• THE TASK
Can you rewrite all of the lines below, putting "image coordinates" wherever "pixel coordinates" appears and leaving everything else unchanged?

---------- ENTRIES

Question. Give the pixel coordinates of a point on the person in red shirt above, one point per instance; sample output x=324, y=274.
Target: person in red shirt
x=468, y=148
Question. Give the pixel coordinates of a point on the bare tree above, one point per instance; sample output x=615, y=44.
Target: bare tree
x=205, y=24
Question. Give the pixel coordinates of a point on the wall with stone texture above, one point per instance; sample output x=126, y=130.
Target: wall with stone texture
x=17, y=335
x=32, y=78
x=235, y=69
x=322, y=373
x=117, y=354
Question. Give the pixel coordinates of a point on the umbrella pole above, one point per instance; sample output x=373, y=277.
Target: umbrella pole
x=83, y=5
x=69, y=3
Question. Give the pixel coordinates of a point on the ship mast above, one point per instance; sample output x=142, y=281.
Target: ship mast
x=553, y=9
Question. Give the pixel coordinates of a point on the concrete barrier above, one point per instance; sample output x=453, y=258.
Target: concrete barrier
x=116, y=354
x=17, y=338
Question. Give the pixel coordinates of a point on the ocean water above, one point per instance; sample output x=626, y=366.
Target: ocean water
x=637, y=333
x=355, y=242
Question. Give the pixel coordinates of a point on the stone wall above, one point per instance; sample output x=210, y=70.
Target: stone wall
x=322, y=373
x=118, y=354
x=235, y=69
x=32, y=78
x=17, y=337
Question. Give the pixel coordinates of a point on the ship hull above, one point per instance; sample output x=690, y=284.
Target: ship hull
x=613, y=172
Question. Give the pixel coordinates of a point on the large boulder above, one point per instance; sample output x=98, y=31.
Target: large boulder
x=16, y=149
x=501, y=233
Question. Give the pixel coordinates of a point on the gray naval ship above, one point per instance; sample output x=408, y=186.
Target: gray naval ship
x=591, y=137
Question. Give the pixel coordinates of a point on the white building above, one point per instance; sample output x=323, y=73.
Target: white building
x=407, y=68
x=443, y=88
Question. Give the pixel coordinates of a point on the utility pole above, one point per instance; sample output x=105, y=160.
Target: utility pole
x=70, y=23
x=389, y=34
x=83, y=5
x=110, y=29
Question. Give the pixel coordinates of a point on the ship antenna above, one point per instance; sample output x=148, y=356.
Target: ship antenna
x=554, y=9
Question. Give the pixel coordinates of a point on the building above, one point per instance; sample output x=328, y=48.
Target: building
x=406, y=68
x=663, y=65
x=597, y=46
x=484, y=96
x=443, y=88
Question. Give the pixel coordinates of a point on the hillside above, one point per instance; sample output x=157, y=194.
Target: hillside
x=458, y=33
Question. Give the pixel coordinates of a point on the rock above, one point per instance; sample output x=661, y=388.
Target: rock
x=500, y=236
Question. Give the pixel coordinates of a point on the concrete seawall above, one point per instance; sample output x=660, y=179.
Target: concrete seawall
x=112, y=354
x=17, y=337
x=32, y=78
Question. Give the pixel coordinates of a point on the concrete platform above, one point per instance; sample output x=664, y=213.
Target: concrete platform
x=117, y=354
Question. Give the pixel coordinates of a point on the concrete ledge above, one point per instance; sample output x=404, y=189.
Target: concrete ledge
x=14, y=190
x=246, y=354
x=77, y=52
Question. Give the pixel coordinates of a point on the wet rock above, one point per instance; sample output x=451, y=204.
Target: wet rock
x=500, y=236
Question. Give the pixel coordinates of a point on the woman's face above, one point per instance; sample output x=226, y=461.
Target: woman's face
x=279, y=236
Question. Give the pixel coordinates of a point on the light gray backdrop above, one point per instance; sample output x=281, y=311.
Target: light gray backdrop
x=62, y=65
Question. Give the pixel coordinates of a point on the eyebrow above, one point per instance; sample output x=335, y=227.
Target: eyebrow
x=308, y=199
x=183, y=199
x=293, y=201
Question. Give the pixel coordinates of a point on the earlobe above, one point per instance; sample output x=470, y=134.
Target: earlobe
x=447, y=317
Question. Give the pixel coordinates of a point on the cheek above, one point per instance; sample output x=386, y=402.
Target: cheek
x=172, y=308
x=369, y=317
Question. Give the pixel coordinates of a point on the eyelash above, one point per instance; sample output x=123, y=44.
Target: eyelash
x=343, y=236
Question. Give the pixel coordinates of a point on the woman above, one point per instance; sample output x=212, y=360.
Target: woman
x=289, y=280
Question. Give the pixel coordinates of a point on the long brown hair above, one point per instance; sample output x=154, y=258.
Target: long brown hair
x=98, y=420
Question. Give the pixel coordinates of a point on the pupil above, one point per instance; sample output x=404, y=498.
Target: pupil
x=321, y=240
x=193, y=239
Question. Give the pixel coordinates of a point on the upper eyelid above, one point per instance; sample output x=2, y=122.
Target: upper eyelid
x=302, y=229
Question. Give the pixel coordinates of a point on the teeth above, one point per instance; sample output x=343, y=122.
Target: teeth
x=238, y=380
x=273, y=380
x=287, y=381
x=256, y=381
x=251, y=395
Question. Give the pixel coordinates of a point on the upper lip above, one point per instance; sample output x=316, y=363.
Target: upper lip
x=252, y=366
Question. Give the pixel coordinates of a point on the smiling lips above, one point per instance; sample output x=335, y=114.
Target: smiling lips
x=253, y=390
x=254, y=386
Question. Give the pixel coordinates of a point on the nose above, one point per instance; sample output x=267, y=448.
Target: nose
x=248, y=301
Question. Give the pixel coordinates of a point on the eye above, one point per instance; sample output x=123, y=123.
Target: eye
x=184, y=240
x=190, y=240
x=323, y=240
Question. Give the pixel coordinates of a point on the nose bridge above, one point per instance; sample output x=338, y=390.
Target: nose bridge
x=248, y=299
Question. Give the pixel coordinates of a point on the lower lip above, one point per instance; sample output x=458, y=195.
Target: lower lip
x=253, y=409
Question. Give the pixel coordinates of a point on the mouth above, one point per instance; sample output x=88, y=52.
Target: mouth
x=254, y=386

--------------------

• FULL SOLUTION
Question. Give the image coordinates of a point on the person in red shirt above, one point per instance; sample output x=324, y=274.
Target: person in red shirt
x=468, y=148
Question. Give the image coordinates of a point on the bare tree above, one point per instance; sample output x=615, y=44.
Target: bare tree
x=205, y=24
Question. Give the image coordinates of a point on the wall with stone texture above, one point per instance; sample output x=126, y=130.
Target: wall with stone texture
x=17, y=335
x=32, y=78
x=235, y=69
x=322, y=373
x=117, y=354
Question. Give the image coordinates of a point on the umbrella pole above, one point per instance; sample output x=373, y=277.
Target: umbrella pole
x=83, y=5
x=69, y=3
Question. Give the image coordinates of a point on the ship mast above, one point per instance; sample output x=142, y=281.
Target: ship mast
x=553, y=9
Question. Give the image coordinates of a point on the concrete barrier above, one point per instance; sample output x=453, y=258.
Target: concrete barrier
x=116, y=354
x=17, y=338
Question. Give the image coordinates of a point on the ocean water above, one point per instance; sample output x=626, y=366.
Target: ocean water
x=637, y=333
x=355, y=242
Question. Give the image coordinates of a point on the stone wall above, one point per instance; sample output x=210, y=70.
Target: stone wall
x=322, y=373
x=118, y=354
x=235, y=69
x=32, y=78
x=17, y=337
Question. Give the image coordinates of a point on the ship hull above, one point per instance; sample output x=690, y=284.
Target: ship hull
x=613, y=172
Question. Give the image coordinates of a point on the large boulder above, one point per instance; sample output x=98, y=31.
Target: large boulder
x=16, y=149
x=501, y=233
Question. Give the image coordinates of a point on the gray naval ship above, one point per instance; sample output x=408, y=186.
Target: gray naval ship
x=591, y=137
Question. Give the image coordinates of a point on the white building above, one point per instance; sample output x=323, y=73.
Target: white building
x=407, y=68
x=443, y=88
Question. Give the image coordinates of a point on the utility pole above, one point per instance; sample output x=105, y=160.
Target: utility pole
x=70, y=23
x=389, y=34
x=83, y=5
x=110, y=29
Question. Give the image coordinates of a point on the ship antenna above, one point per instance; sample output x=148, y=356.
Target: ship antenna
x=554, y=9
Question. Give the image coordinates of a point on the building above, one point per instance; sample output x=328, y=48.
Target: building
x=406, y=68
x=663, y=65
x=597, y=46
x=484, y=96
x=443, y=88
Question. Give the image coordinates of a point on the hillside above, one point per instance; sample output x=157, y=194.
Target: hillside
x=458, y=33
Question. Give the image coordinates of a point on the rock above, one point per instance; sample output x=661, y=388.
Target: rock
x=500, y=236
Question. Give the image coordinates of a point on the concrete seawall above, one point per instance; sample output x=660, y=179.
Target: concrete seawall
x=112, y=354
x=17, y=337
x=32, y=78
Question. Give the image coordinates of a point on the concrete platform above, one point per instance; sample output x=664, y=213.
Target: concrete platform
x=117, y=354
Question. Give the image coordinates of a point on the concrete ledge above, one point per instance; sample output x=404, y=189.
Target: concrete ledge
x=14, y=190
x=246, y=354
x=77, y=52
Question. Give the image coordinates of a point on the wet rock above, one point per instance; sample output x=451, y=204.
Target: wet rock
x=500, y=236
Question. Give the image coordinates of a point on the woman's face above, one point per instance; sample output x=226, y=461.
Target: woman's face
x=279, y=236
Question. Give the image coordinates of a point on the light gray backdrop above, one point per instance; sample output x=281, y=311.
Target: light gray backdrop
x=62, y=65
Question. Give the image coordinates of a point on the eyebrow above, one point per instance; sample output x=335, y=227.
Target: eyebrow
x=308, y=199
x=183, y=199
x=293, y=201
Question. Give the image coordinates of a point on the earlobe above, one point per instance; sample output x=470, y=134.
Target: earlobe
x=447, y=317
Question. Give the image coordinates of a point on the cheek above, one point per instance; sample output x=386, y=402.
Target: cheek
x=172, y=308
x=369, y=317
Question. Give the image coordinates of a point on the eyelash above, one point per instance; sample output x=123, y=44.
Target: eyelash
x=343, y=236
Question. Give the image coordinates of a point on the woman above, one point per instance; sample output x=212, y=360.
Target: woman
x=289, y=280
Question. Give the image coordinates of a point on the long brown hair above, one point per instance; sample output x=154, y=258.
Target: long brown hair
x=98, y=420
Question. Give the image coordinates of a point on the pupil above, one point per instance; sample output x=404, y=498.
Target: pupil
x=321, y=240
x=193, y=239
Question. Give the image coordinates of a point on the upper eyelid above, one point per instance; sample output x=2, y=122.
Target: upper eyelid
x=302, y=229
Question. Give the image coordinates of a point on the teeth above, one point per instance; sample output x=343, y=122.
Target: teeth
x=238, y=380
x=273, y=380
x=287, y=381
x=256, y=381
x=251, y=395
Question. Give the image coordinates of a point on the upper lip above, one point per instance; sample output x=316, y=363.
Target: upper lip
x=252, y=366
Question. Give the image coordinates of a point on the smiling lips above, one point per instance; sample output x=335, y=114.
Target: smiling lips
x=253, y=390
x=254, y=386
Question. Give the image coordinates of a point on the nose above, one point per instance; sample output x=267, y=448.
Target: nose
x=248, y=301
Question. Give the image coordinates of a point on the eye above, one point per instance; sample output x=123, y=123.
Target: eye
x=184, y=240
x=190, y=240
x=323, y=240
Question. Give the image coordinates of a point on the nose bridge above, one point per instance; sample output x=338, y=390.
Target: nose bridge
x=248, y=299
Question. Give the image coordinates of a point on the lower lip above, one point per instance; sample output x=458, y=195.
Target: lower lip
x=253, y=409
Question. Give the image coordinates of a point on the mouth above, one point per instance; sample output x=88, y=52.
Target: mouth
x=254, y=386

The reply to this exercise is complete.